─── RECORDS TO PROCESS ───

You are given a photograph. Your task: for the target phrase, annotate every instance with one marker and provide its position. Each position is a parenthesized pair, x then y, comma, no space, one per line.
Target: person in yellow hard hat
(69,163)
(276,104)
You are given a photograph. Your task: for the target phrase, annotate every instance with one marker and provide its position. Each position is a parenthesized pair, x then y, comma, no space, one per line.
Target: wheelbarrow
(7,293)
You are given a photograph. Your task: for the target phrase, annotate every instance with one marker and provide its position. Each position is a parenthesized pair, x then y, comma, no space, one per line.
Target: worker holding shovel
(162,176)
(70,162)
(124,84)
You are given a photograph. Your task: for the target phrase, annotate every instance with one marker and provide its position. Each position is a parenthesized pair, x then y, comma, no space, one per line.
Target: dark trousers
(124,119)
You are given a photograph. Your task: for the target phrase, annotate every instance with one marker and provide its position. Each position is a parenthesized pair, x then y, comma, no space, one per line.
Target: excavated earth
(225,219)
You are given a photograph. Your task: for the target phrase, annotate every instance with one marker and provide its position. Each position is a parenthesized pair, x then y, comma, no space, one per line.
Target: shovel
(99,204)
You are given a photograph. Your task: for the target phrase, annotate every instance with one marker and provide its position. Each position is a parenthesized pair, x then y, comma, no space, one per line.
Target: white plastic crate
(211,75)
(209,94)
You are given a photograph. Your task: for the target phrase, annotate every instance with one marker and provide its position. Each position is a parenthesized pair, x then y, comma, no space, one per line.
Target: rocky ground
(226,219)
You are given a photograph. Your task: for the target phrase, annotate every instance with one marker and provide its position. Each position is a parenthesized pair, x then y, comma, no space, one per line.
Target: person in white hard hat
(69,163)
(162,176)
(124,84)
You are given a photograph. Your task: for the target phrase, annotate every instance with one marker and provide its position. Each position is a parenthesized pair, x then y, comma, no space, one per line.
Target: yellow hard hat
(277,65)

───

• **TASK DIRECTIONS**
The data above needs to be given again exactly, with no line left out.

• **SOLUTION FOR THIS EXERCISE**
You are given a photograph. Your task: for the target phrase, annotate every instance with one marker and provide its position. Each position is a parenthesized pair, x then y, comma, no space, one per line.
Target: person in yellow hard hat
(69,163)
(276,104)
You are given a photograph. Your task: for the target phrase, annotate every instance with one marker and provide its position. Each position is a parenthesized pair, x then y, comma, no space, one per line.
Target: wheelbarrow
(7,293)
You are given a photograph. Your task: for the target phrase, annotate every instance with one marker and provide its position. Each position is a parenthesized pair, x then y, comma, no space, one per line.
Target: worker holding shovel
(162,176)
(70,162)
(124,84)
You are given a photograph. Your task: for the target phrase, annotate every instance with one marker and provide its position. Each position is a parenthesized pair, x then y, comma, no space, one per line.
Target: dark trousers
(124,119)
You are given a photograph. Your task: for the target phrase, annotate every instance with one marker and provide its position. Each position is a parenthesized pair, x then y, comma, no space, one per line.
Target: excavated earth
(225,219)
You are given a photograph. Your task: for the target phrase, annotate every instance with one marker and provide its position. Each position is a parenthesized pair, x then y, comma, no space, one per line.
Target: shovel
(99,204)
You are given a photograph. Your task: for the target phrase, annotate every instance with one marker and provide its position. Each position is a parenthesized pair, x then y, comma, no space, one per line.
Target: white plastic crate
(211,75)
(209,94)
You are given a photograph. Your task: for the target phrase, annotate every instance with one marker and provide its position. Each position is a parenthesized pair, x then y, comma, no space, one per line.
Target: rocky ground
(226,219)
You are given a photograph. Your task: for the target phrase, annotate every instance with one marker and provide its position. Each position is a parenthesized pair, x then y, comma, no space, one per line.
Target: person in white hard hat
(69,163)
(162,176)
(124,84)
You are given a photograph. Your task: for the target phrase, annotate every instance with one marker and provide its position. Each position is a parenthesized pair, x then y, comma, no space, one per line.
Target: yellow hard hat
(277,65)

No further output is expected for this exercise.